EXERCISE DATA:
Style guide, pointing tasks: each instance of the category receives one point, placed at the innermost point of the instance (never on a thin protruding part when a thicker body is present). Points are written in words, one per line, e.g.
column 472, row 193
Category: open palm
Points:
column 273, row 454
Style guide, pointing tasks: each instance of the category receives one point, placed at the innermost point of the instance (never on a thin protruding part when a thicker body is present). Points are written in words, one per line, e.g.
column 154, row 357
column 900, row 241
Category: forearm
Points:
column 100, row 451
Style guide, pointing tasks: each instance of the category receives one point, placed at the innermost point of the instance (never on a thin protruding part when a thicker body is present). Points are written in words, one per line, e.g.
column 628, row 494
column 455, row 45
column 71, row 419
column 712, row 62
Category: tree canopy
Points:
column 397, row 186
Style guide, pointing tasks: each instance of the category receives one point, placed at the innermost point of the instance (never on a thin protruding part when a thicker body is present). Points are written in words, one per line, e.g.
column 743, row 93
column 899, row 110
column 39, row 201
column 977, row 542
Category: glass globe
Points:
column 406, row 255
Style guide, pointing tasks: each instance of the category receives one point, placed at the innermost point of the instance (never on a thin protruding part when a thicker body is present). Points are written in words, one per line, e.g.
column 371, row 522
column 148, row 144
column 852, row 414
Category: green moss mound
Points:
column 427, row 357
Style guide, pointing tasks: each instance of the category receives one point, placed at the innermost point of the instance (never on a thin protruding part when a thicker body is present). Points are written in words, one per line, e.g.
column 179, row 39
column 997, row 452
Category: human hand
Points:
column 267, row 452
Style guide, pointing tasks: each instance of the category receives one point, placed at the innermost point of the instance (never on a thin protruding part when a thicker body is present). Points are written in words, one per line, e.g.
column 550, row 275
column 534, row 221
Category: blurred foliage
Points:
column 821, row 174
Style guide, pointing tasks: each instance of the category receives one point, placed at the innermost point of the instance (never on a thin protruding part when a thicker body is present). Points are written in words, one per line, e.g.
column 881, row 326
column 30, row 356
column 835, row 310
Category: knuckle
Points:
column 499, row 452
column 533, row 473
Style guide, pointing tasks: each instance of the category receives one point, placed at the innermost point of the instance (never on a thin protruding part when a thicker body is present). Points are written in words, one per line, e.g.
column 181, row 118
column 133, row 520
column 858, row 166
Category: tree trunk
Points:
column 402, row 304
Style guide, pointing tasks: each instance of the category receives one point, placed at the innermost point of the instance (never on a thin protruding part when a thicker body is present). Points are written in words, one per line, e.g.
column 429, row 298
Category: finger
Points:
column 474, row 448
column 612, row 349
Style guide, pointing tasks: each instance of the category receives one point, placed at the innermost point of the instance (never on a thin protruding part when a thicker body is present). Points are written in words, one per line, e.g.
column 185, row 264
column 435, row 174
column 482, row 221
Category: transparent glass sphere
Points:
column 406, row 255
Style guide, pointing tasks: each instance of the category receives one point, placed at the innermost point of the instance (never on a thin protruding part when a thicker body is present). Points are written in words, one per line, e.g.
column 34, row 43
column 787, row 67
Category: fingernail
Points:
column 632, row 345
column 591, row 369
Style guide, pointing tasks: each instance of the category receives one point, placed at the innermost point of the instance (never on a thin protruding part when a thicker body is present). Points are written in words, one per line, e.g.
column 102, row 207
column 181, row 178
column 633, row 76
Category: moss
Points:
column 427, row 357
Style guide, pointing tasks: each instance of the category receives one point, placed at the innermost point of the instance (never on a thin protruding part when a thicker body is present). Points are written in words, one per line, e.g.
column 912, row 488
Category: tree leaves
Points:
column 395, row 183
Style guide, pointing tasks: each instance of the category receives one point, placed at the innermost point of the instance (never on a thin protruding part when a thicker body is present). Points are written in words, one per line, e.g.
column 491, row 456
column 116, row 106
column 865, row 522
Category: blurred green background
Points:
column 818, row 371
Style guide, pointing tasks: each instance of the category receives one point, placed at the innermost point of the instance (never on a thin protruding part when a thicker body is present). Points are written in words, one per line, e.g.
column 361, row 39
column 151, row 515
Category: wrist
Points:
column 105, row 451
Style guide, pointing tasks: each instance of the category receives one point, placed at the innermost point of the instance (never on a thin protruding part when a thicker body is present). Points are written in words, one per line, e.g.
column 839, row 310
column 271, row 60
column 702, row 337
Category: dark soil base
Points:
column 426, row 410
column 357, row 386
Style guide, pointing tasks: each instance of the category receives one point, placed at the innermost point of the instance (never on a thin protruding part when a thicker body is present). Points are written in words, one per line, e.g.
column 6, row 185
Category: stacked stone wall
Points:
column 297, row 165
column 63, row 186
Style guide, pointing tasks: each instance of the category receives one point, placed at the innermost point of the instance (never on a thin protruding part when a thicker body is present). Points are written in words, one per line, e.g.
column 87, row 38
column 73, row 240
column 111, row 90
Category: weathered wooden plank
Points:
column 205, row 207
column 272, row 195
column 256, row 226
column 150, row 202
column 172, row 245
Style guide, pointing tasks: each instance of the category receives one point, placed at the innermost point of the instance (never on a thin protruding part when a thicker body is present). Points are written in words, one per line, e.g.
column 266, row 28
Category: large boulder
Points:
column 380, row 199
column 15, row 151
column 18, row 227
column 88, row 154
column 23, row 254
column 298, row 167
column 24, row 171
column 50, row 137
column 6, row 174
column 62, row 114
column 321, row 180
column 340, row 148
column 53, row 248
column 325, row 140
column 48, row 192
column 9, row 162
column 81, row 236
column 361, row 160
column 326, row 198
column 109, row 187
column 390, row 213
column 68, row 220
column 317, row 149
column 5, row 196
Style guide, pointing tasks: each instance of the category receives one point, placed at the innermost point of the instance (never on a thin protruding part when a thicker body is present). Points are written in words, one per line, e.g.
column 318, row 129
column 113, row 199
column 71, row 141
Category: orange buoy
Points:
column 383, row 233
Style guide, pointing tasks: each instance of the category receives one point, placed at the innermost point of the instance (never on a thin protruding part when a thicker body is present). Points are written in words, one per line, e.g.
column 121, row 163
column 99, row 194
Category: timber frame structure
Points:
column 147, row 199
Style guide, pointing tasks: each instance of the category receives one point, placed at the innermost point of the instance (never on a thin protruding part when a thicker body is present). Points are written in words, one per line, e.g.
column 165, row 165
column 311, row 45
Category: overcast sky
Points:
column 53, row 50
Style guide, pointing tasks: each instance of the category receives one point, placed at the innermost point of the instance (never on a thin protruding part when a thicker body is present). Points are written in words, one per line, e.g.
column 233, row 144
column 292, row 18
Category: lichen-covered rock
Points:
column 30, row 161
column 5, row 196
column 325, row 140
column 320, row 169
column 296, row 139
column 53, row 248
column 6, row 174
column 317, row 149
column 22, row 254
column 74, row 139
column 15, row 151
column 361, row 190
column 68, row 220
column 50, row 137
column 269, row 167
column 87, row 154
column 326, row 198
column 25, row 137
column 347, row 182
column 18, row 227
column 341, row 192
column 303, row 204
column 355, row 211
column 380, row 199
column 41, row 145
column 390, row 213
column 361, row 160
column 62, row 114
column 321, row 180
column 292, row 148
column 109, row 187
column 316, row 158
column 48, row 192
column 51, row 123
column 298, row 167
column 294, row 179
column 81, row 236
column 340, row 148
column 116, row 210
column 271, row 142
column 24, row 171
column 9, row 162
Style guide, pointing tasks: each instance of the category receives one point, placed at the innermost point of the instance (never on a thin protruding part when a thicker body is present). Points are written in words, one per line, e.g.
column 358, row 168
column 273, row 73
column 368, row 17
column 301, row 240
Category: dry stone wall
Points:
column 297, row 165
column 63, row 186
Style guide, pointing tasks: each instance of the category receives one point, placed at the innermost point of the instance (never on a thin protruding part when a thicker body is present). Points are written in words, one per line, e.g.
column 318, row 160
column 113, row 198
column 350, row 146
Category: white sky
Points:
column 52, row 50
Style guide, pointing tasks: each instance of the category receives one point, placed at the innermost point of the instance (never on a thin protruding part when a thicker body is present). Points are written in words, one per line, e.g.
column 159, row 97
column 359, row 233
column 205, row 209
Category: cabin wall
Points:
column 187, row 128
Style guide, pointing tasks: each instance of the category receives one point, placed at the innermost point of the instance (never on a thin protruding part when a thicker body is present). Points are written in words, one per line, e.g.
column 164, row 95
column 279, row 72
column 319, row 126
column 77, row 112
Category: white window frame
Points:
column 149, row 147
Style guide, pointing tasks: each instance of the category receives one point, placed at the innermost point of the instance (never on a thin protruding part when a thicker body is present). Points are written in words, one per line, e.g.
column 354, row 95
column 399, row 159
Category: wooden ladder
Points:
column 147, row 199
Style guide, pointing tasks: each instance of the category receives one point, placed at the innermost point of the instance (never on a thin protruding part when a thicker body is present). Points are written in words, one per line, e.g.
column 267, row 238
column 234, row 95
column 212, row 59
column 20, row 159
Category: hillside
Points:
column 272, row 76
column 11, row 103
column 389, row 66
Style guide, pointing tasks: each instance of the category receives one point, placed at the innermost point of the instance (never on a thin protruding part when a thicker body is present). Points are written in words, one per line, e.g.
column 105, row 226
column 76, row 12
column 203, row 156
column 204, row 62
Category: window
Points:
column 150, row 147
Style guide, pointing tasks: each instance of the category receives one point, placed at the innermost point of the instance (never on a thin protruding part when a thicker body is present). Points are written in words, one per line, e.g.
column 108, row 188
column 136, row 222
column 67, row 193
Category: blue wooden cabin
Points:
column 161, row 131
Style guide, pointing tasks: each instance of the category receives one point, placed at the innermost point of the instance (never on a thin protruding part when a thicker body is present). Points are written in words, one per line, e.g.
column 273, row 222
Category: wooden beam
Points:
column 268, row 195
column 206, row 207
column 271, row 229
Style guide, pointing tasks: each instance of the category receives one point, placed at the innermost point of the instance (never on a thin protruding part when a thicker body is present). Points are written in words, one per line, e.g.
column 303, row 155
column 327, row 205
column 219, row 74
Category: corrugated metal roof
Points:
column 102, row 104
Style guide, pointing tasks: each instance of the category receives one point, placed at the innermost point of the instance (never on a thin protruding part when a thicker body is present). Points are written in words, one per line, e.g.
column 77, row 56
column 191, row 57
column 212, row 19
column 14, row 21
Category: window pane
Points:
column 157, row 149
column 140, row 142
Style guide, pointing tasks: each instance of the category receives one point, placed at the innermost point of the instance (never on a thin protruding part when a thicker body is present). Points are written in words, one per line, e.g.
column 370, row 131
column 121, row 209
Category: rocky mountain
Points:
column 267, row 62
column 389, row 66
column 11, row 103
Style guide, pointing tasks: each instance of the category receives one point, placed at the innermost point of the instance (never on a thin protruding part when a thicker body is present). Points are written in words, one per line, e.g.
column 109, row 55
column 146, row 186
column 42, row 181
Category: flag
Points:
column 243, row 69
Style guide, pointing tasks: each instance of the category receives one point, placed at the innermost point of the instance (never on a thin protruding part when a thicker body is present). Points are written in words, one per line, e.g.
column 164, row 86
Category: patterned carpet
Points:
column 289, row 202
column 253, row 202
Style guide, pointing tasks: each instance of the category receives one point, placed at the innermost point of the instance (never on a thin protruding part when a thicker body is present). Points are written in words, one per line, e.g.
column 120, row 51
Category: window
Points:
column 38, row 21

---

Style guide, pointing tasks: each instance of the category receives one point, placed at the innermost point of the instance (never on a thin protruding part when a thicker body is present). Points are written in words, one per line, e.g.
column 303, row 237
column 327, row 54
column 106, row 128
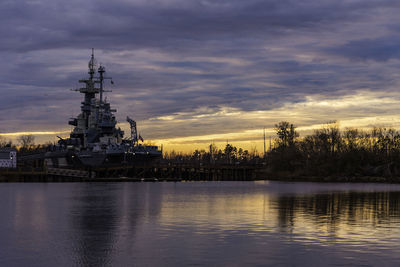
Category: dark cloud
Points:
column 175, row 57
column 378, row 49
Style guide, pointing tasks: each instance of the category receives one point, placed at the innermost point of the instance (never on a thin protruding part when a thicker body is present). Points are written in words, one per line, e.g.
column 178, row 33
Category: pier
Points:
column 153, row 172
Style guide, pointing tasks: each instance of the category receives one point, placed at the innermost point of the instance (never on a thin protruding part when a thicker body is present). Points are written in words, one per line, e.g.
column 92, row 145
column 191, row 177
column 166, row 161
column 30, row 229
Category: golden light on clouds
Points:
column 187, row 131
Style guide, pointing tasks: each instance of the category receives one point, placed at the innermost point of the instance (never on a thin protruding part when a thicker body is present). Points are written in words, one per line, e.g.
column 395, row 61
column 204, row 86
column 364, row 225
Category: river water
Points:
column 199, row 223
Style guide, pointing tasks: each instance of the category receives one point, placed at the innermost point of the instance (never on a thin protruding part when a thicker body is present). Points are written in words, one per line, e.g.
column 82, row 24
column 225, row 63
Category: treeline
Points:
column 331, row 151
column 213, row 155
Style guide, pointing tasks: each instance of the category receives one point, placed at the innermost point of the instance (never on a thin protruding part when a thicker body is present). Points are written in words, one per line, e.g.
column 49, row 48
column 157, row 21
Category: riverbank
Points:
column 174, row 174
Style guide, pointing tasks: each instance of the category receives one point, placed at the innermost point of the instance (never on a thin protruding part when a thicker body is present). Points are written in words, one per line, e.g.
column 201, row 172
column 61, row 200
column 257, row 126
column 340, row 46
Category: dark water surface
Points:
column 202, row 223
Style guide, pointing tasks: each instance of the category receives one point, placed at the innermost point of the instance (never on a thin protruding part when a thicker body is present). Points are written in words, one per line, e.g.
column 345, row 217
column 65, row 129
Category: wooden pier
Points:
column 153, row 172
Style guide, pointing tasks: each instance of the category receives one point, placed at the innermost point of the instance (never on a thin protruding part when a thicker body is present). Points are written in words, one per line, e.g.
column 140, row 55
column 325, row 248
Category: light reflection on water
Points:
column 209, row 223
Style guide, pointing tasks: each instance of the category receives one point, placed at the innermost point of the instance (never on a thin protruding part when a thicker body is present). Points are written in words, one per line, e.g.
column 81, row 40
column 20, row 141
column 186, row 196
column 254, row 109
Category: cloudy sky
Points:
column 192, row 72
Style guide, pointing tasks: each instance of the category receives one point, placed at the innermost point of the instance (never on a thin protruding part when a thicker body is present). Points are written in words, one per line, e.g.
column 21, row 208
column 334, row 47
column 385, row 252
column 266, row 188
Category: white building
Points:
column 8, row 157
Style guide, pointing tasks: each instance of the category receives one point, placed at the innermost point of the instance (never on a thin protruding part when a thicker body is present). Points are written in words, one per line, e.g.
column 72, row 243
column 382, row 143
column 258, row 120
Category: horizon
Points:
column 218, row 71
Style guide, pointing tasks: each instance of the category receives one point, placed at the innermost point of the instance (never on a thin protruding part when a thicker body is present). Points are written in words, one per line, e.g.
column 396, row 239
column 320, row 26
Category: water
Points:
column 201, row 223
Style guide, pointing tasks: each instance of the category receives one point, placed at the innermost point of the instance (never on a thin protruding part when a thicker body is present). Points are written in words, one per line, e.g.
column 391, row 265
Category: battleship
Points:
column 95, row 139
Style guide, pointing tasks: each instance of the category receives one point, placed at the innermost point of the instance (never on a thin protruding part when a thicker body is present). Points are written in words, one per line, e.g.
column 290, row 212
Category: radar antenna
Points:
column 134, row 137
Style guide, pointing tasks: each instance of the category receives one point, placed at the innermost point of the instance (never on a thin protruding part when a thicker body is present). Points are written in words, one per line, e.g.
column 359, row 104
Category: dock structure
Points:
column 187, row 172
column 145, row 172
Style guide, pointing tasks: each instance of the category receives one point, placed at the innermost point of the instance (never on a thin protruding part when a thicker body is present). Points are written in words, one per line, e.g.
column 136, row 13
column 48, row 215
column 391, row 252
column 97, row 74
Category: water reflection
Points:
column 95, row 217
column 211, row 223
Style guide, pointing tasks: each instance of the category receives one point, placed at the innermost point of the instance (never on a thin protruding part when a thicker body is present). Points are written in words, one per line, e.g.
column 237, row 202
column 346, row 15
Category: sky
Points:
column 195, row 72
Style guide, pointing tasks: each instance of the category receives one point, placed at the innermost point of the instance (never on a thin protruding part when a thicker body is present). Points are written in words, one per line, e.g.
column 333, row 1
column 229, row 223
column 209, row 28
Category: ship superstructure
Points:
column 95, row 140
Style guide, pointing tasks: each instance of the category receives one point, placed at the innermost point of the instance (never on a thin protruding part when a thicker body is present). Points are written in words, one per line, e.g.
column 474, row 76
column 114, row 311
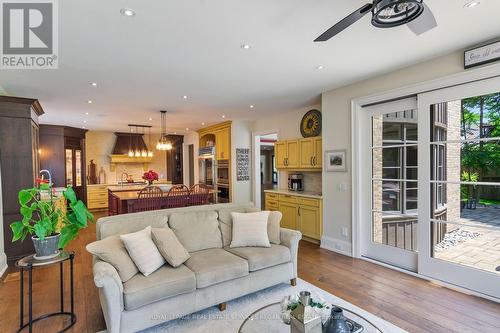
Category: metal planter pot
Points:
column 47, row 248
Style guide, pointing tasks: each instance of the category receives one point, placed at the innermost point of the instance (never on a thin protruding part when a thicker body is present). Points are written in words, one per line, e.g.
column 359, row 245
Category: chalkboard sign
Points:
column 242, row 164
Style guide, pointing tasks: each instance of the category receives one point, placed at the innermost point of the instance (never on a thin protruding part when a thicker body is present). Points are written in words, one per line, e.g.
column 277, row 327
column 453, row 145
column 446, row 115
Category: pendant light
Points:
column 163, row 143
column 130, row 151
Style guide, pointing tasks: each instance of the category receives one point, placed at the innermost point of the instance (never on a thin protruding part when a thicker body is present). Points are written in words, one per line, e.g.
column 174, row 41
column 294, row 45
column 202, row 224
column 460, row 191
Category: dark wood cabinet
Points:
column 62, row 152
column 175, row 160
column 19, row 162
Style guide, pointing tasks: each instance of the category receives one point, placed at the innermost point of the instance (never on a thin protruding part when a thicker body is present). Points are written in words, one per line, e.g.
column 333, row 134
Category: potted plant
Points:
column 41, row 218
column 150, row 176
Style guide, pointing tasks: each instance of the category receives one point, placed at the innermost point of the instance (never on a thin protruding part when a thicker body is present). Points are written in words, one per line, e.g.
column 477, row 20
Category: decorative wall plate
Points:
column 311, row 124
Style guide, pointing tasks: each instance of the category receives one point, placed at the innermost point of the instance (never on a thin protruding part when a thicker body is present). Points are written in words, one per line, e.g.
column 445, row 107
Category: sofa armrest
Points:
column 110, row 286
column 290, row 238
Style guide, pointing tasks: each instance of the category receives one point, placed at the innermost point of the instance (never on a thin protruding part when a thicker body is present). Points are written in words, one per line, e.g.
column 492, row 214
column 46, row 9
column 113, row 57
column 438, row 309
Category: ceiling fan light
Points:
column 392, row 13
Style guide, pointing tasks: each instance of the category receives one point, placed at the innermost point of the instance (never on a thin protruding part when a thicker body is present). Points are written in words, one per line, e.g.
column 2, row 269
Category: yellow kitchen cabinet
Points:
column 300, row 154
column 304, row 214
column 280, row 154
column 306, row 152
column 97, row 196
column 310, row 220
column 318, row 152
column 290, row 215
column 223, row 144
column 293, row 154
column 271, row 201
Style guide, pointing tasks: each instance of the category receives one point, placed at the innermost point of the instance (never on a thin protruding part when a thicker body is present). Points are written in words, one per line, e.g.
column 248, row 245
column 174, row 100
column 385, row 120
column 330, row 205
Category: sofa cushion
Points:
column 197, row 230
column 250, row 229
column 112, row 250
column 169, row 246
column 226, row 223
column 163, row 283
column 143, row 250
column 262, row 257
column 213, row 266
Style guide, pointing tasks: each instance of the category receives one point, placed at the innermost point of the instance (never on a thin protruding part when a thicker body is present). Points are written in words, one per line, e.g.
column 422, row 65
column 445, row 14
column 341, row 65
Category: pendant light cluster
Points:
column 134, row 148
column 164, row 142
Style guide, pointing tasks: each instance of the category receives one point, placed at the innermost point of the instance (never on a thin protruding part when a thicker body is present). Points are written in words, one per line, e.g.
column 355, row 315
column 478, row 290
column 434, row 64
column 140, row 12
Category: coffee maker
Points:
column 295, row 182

WRITTEN INSTRUCTION: Return each line of the items above that contains the string "wall". Case counts.

SOLUTION TO THIS TASK:
Category: stacked stone wall
Category: dry stone wall
Category: cabin wall
Category: decorative wall plate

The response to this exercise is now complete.